• **作業内容**
1. 研究概要のうち、「研究課題/領域番号 23730540」で始まり「ができると考えたからである。」で終わる箇所を一字一句そのまま書き写してください。
2. 研究概要の文章を、最後の文の後から書き継いでください。

• **抜粋本文**
---------------
障害者自立支援制度下における知的障害者のひきこもり状態の実態と支援モデルの構築

研究課題

研究課題/領域番号 23730540
研究機関聖徳大学

研究代表者

高野 聡子  聖徳大学, 児童学部, 講師 (00455015)

キーワード社会福祉 / 知的障害 / 特別支援 / ひきこもり / 障害者福祉
研究概要

本研究では昨年度後半から学校卒業から社会への接続における課題や問題に注目して研究を進めてきた。とくに昨年度末には、日本における学校卒業後から社会への接続における特徴や課題を明らかにするため、日本との比較資料として他国の障害児教育の現状を視察した。
そこで本年度はスウェーデンにおけるインクルーシブ教育の中でも、視察を行った視覚障害に障害の対象を絞って分析した。視覚障害を分析の対象とした理由は、すでにスウェーデンにおいては1986年に視覚障害児のための学校は廃止されており、通常学級におけるインクルーシブ教育の実践が25年以上続いているだけでなく、インクルーシブ教育を実施した数十年後の実態を明らかにすることができると考えたからである。
そのため本年度は、昨年度末の視察の際に実施した児童生徒、教師、保護者、当時者団体への聞き取り調査を分析するとともに、不足する点については新たにメールを利用して質問し回答を得ることにした。分析の結果から、学齢期の視覚障害児は障害のない子どもや他の障害のある子どもと共に学ぶ機会を得ながら学校生活を送る一方、同年齢や自身より年上の視覚障害児・者との関りを重視していることが明らかになった。したがって、視覚障害児・者がインクルーシブ教育を受けることによって、障害のない子どもとの交流の機会が得られる一方で、同じ障害種の人と接することもニーズとしてあることがわかった。
---------------
• **提供項目**
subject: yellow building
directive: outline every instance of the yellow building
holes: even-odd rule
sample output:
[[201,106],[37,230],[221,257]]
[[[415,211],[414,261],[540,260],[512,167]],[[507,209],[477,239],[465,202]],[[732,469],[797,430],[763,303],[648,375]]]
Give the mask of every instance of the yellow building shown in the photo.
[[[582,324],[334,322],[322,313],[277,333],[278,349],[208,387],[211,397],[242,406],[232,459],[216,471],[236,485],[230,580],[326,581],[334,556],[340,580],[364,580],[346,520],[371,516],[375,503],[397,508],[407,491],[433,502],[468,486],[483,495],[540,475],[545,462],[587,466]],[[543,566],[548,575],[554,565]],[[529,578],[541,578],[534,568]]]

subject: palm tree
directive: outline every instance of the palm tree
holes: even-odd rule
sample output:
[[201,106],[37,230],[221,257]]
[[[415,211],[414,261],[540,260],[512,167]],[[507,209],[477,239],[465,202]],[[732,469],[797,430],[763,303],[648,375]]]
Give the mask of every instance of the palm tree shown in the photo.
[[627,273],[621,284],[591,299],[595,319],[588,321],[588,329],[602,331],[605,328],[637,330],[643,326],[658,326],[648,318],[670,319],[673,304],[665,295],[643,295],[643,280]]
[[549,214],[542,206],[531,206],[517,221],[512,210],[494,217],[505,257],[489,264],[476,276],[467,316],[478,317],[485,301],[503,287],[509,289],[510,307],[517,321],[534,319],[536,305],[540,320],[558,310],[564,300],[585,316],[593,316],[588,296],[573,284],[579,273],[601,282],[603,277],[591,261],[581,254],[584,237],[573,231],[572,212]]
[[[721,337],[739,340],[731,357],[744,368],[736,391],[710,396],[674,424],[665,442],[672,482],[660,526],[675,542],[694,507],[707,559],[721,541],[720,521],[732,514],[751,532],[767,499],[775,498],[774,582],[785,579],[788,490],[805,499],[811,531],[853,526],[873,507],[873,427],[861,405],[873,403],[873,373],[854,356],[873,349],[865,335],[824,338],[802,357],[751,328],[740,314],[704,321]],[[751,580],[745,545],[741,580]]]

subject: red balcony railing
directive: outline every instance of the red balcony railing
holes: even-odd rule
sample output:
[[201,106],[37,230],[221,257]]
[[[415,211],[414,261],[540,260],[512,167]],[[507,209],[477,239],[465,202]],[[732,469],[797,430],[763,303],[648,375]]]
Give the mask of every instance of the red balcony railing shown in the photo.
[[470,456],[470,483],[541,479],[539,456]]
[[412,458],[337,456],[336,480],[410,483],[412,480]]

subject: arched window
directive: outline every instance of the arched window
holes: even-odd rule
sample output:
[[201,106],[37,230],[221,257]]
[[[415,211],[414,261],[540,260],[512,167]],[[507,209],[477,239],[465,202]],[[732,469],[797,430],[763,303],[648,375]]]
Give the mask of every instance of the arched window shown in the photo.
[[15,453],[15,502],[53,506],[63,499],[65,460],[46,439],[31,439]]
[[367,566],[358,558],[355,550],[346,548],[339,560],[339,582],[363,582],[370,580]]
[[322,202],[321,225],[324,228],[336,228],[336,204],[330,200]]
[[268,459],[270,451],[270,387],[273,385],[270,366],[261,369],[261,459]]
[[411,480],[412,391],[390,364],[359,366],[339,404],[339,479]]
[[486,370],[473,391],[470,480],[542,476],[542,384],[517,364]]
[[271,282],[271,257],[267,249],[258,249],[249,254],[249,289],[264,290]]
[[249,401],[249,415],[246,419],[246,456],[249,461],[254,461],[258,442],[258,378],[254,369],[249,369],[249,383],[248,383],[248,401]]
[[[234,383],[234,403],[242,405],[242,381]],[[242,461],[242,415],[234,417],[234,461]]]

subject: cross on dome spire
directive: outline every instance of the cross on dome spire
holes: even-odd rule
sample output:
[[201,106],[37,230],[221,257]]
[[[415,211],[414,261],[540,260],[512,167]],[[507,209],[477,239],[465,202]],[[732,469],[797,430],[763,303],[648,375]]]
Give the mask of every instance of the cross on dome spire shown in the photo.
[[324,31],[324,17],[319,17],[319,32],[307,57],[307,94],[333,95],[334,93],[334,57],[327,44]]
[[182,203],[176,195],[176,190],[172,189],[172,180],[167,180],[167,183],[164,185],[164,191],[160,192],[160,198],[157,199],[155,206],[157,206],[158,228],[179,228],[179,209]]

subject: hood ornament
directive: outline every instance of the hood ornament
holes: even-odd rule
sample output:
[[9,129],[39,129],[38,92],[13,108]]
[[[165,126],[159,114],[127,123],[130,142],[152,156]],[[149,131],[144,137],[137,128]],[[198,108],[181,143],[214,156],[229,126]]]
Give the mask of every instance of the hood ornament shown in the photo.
---------------
• **各作業の解答**
1.
研究課題/領域番号 23730540
研究機関聖徳大学

研究代表者

高野 聡子  聖徳大学, 児童学部, 講師 (00455015)

キーワード社会福祉 / 知的障害 / 特別支援 / ひきこもり / 障害者福祉
研究概要

本研究では昨年度後半から学校卒業から社会への接続における課題や問題に注目して研究を進めてきた。とくに昨年度末には、日本における学校卒業後から社会への接続における特徴や課題を明らかにするため、日本との比較資料として他国の障害児教育の現状を視察した。
そこで本年度はスウェーデンにおけるインクルーシブ教育の中でも、視察を行った視覚障害に障害の対象を絞って分析した。視覚障害を分析の対象とした理由は、すでにスウェーデンにおいては1986年に視覚障害児のための学校は廃止されており、通常学級におけるインクルーシブ教育の実践が25年以上続いているだけでなく、インクルーシブ教育を実施した数十年後の実態を明らかにすることができると考えたからである。

2.
現在までの達成度 (区分)
現在までの達成度 (区分)

3: やや遅れている

理由

昨年度までの研究から、学校卒業後のひきこもり状態にある知的障害者の実態だけでなく、他国との比較を含めた学校卒業後から社会への接続における実態と課題についても分析する必要があることが確認されていた。このことは、初年度の研究計画には無い分析の観点であり、研究の範囲が広がり、当初の計画よりも遅れる結果となった。
だが、本年度は他国との比較を行うための、基礎資料として昨年度末に実施したスウェーデンにおける視覚障害児のインクルーシブ教育の実態に関する聞き取り調査を分析することができた。なお、聞き取り調査の分析に際して不明点や補足が必要な点があったため、聞き取り調査を実施した教師等にメールで新たに質問し回答を得たため、多少時間がかかった。
そのため、当初の研究計画に照らし合わせれば、遅れが生じていることになるが、一方で昨年度に新たな研究観点を得たことを踏まえて、本年度はその新たな研究観点を具体的に分析することができており、知的障害者のひきこもり状態を明らかにするには、新たな知見を得ることができている。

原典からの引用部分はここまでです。